EXERCISE INSTRUCTIONS →
**A.** Condense the paragraph of the post on Ackermann steering for catamarans that begins "There's a tradeoff between balancing," keeping its main facts.
**B.** Change the Ackermann steering post by writing out everything from "In a nutshell, here's" down to "deflection." with "linkage" replaced by "tie rod".

EXTRACT TO READ →
-.-.-

[MHml] Ackermann for cats : pdf file

Tom Speer multihulls at steamradio.com
Fri Mar 2 14:23:09 EST 2001


Brian Southwood wrote:
> 
> Thanks Martin,
>     An interesting analysis. ...
> Tom Speer in particular may have some valuable comment on the hydrodynamics of
> the foils involved.


Thanks, Brian for drawing me in to this tar baby ;-)

My analysis can be found at
http://www.geocities.com/tspeer007/Ackermann.pdf.  

In a nutshell, here's what I found:
- When you include leeway (skidding), the geometry is basically
as Martin set it up, but the turning center is moved forward by
the amount of the leeway angle.  This effectively changes the
distance to the rudders.
- The large rudder deflection needed for tight turns gets to the
point where the linkage inverts itself - where the inside tiller
and the link line up and the outside rudder reaches its maximum
deflection.
- There's a tradeoff between balancing the two rudders with the
Ackermann angle and not having the linkage lock up too soon.  Low
Ackermann angles promote stall on the outside rudder, but allow
both rudders to deflect enough to match the turn radius.  Large
Ackermann angles could limit the rudder deflection and thus the
radius.  
- When I used the numbers for Martin's boat, plus some additional
parameters I only guessed at, it looks to me like the most
suitable Ackermann angle is much less than Martin derived - more
on the order of 10 to 15 degrees than his 35 degrees.  And the
corresponding turn radius (measured to the center of the boat)

-.-.-

RECORDS PROVIDED →
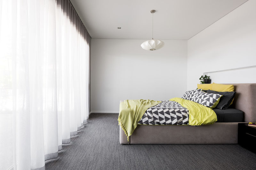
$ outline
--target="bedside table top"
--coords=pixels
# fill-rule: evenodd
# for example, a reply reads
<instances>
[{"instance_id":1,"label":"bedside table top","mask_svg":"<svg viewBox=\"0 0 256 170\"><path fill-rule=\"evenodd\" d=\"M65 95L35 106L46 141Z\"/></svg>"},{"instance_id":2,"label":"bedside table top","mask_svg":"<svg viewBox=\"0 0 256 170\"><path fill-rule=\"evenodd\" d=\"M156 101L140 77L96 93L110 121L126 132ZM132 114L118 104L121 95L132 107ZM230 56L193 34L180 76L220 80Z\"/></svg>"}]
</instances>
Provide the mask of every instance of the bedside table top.
<instances>
[{"instance_id":1,"label":"bedside table top","mask_svg":"<svg viewBox=\"0 0 256 170\"><path fill-rule=\"evenodd\" d=\"M254 129L256 129L256 127L255 126L249 126L248 124L249 123L238 123L238 125L239 126L248 126L248 127L251 127L252 128L253 128Z\"/></svg>"}]
</instances>

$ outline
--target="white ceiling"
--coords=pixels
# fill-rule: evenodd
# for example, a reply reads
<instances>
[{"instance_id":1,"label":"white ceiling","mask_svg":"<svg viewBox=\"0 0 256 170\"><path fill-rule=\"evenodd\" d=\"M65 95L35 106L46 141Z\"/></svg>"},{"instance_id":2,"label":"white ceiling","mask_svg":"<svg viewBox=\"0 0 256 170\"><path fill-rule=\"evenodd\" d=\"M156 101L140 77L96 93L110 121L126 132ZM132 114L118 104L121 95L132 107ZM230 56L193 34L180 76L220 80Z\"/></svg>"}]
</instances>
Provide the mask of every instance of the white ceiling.
<instances>
[{"instance_id":1,"label":"white ceiling","mask_svg":"<svg viewBox=\"0 0 256 170\"><path fill-rule=\"evenodd\" d=\"M92 38L188 39L247 0L70 0ZM117 27L122 27L118 29Z\"/></svg>"}]
</instances>

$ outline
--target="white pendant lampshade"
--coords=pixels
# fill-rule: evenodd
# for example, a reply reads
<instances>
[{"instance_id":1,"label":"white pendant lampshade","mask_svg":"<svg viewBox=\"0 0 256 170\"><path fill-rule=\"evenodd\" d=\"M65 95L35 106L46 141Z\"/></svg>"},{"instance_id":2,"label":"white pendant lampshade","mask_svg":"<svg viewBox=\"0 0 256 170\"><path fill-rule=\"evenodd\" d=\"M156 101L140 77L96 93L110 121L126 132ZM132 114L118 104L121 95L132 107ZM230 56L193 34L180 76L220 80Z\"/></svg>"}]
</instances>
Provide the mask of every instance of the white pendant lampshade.
<instances>
[{"instance_id":1,"label":"white pendant lampshade","mask_svg":"<svg viewBox=\"0 0 256 170\"><path fill-rule=\"evenodd\" d=\"M152 10L150 12L152 14L152 39L147 40L143 42L140 46L142 48L147 50L154 51L163 47L164 43L161 40L153 39L153 14L156 12L156 10Z\"/></svg>"},{"instance_id":2,"label":"white pendant lampshade","mask_svg":"<svg viewBox=\"0 0 256 170\"><path fill-rule=\"evenodd\" d=\"M164 43L158 39L149 39L143 42L140 46L147 50L154 51L160 49L164 46Z\"/></svg>"}]
</instances>

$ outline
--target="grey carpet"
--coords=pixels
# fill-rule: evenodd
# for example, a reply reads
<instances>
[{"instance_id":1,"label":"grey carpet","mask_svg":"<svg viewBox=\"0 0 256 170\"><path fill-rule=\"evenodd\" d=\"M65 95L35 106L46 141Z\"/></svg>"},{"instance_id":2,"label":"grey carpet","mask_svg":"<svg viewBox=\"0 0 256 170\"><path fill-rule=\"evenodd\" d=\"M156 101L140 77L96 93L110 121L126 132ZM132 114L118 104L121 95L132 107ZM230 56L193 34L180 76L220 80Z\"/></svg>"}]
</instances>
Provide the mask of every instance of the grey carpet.
<instances>
[{"instance_id":1,"label":"grey carpet","mask_svg":"<svg viewBox=\"0 0 256 170\"><path fill-rule=\"evenodd\" d=\"M255 169L256 154L238 145L119 143L118 114L92 114L50 170Z\"/></svg>"}]
</instances>

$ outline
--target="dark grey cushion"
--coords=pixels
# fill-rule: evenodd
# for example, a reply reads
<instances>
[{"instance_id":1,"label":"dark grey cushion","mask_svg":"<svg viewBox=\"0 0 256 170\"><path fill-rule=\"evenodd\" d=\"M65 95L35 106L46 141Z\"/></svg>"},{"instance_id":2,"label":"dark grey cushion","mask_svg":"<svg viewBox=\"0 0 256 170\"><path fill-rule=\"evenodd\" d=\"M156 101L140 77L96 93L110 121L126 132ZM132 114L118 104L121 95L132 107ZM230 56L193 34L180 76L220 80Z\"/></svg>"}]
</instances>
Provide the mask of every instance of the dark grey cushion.
<instances>
[{"instance_id":1,"label":"dark grey cushion","mask_svg":"<svg viewBox=\"0 0 256 170\"><path fill-rule=\"evenodd\" d=\"M215 108L219 109L224 110L227 109L228 108L230 103L231 103L231 102L235 97L236 92L234 91L219 92L208 90L207 90L207 93L220 94L223 95L220 100L219 103Z\"/></svg>"}]
</instances>

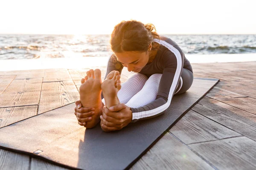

-.-.-

IN RESPONSE →
**A.** Balancing the two rudders with the Ackermann angle has to be weighed against keeping the linkage from locking up too soon. Low Ackermann angles encourage stall on the outside rudder but let both rudders deflect enough to match the turn radius. Large Ackermann angles could limit rudder deflection and therefore the radius.

**B.**
In a nutshell, here's what I found:
- When you include leeway (skidding), the geometry is basically
as Martin set it up, but the turning center is moved forward by
the amount of the leeway angle.  This effectively changes the
distance to the rudders.
- The large rudder deflection needed for tight turns gets to the
point where the tie rod inverts itself - where the inside tiller
and the link line up and the outside rudder reaches its maximum
deflection.